STATED GOAL
Please copy the material below, changing every "Highlight" to "Locate" and leaving everything else as it is.

MATERIAL FOR THIS TASK
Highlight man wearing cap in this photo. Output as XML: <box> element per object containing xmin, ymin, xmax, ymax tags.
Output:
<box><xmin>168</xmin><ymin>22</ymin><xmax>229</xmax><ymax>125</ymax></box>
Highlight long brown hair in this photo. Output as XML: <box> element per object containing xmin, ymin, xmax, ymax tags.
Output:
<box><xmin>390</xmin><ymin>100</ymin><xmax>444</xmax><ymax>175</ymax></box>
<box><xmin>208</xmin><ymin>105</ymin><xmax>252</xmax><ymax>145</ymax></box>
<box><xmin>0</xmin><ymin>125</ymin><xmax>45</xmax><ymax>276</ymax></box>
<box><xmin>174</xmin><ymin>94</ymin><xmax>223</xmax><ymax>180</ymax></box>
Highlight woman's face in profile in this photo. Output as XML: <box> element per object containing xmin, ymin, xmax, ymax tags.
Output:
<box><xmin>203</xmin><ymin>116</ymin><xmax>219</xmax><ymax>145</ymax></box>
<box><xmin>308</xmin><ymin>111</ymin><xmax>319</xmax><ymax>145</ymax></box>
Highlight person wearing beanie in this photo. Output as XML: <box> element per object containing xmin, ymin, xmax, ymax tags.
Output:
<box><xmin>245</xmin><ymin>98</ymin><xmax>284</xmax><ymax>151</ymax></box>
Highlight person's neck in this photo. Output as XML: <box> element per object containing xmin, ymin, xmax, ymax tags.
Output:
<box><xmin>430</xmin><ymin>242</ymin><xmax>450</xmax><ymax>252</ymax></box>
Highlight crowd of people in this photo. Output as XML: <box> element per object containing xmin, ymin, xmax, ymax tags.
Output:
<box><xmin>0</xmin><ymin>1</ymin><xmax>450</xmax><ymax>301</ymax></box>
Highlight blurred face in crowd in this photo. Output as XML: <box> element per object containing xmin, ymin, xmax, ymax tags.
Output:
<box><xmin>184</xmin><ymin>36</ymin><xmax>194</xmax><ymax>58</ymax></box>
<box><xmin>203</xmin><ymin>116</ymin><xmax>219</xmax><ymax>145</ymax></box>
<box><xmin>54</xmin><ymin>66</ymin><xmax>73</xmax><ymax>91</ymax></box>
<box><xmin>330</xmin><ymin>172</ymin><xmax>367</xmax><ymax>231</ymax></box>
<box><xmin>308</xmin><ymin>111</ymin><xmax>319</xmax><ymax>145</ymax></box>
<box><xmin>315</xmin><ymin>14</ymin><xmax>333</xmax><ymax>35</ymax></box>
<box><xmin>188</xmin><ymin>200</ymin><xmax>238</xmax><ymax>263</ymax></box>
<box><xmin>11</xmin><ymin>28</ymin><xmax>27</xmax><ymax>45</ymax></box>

THE RESULT
Locate man wearing cap in this photo. Output as XML: <box> element per object containing xmin, ymin, xmax, ymax tags.
Output:
<box><xmin>168</xmin><ymin>22</ymin><xmax>229</xmax><ymax>125</ymax></box>
Locate long brown hair in this photo. Output as XML: <box> element per object containing xmin, ymin, xmax, ymax tags.
Output:
<box><xmin>390</xmin><ymin>100</ymin><xmax>444</xmax><ymax>175</ymax></box>
<box><xmin>208</xmin><ymin>105</ymin><xmax>252</xmax><ymax>145</ymax></box>
<box><xmin>0</xmin><ymin>125</ymin><xmax>45</xmax><ymax>276</ymax></box>
<box><xmin>174</xmin><ymin>94</ymin><xmax>223</xmax><ymax>180</ymax></box>
Locate woman's face in profile in this photo. Output as XML: <box> element per object containing xmin, ymin, xmax, ymax tags.
Output:
<box><xmin>203</xmin><ymin>116</ymin><xmax>219</xmax><ymax>145</ymax></box>
<box><xmin>308</xmin><ymin>111</ymin><xmax>319</xmax><ymax>145</ymax></box>
Locate person wearing beanie in this photo. Output as XML: <box> element per object containing xmin, ymin, xmax, ymax tags.
Output:
<box><xmin>245</xmin><ymin>98</ymin><xmax>284</xmax><ymax>151</ymax></box>
Locate person's neck in this photo. Output as XML: <box> element per object containing xmin, ymin, xmax, ymax tags.
Output:
<box><xmin>430</xmin><ymin>242</ymin><xmax>450</xmax><ymax>252</ymax></box>
Locate crowd of people in this photo. Output as XML: <box> element per object containing xmin, ymin, xmax, ymax tags.
Output:
<box><xmin>0</xmin><ymin>1</ymin><xmax>450</xmax><ymax>301</ymax></box>
Locate blurred face in crowd in this photo. Output as XML: <box> element per object containing xmin, ymin, xmax, ymax tags.
Output:
<box><xmin>184</xmin><ymin>36</ymin><xmax>194</xmax><ymax>58</ymax></box>
<box><xmin>203</xmin><ymin>116</ymin><xmax>219</xmax><ymax>145</ymax></box>
<box><xmin>54</xmin><ymin>66</ymin><xmax>73</xmax><ymax>91</ymax></box>
<box><xmin>330</xmin><ymin>172</ymin><xmax>367</xmax><ymax>231</ymax></box>
<box><xmin>308</xmin><ymin>111</ymin><xmax>319</xmax><ymax>145</ymax></box>
<box><xmin>315</xmin><ymin>14</ymin><xmax>333</xmax><ymax>35</ymax></box>
<box><xmin>188</xmin><ymin>200</ymin><xmax>238</xmax><ymax>263</ymax></box>
<box><xmin>11</xmin><ymin>28</ymin><xmax>27</xmax><ymax>45</ymax></box>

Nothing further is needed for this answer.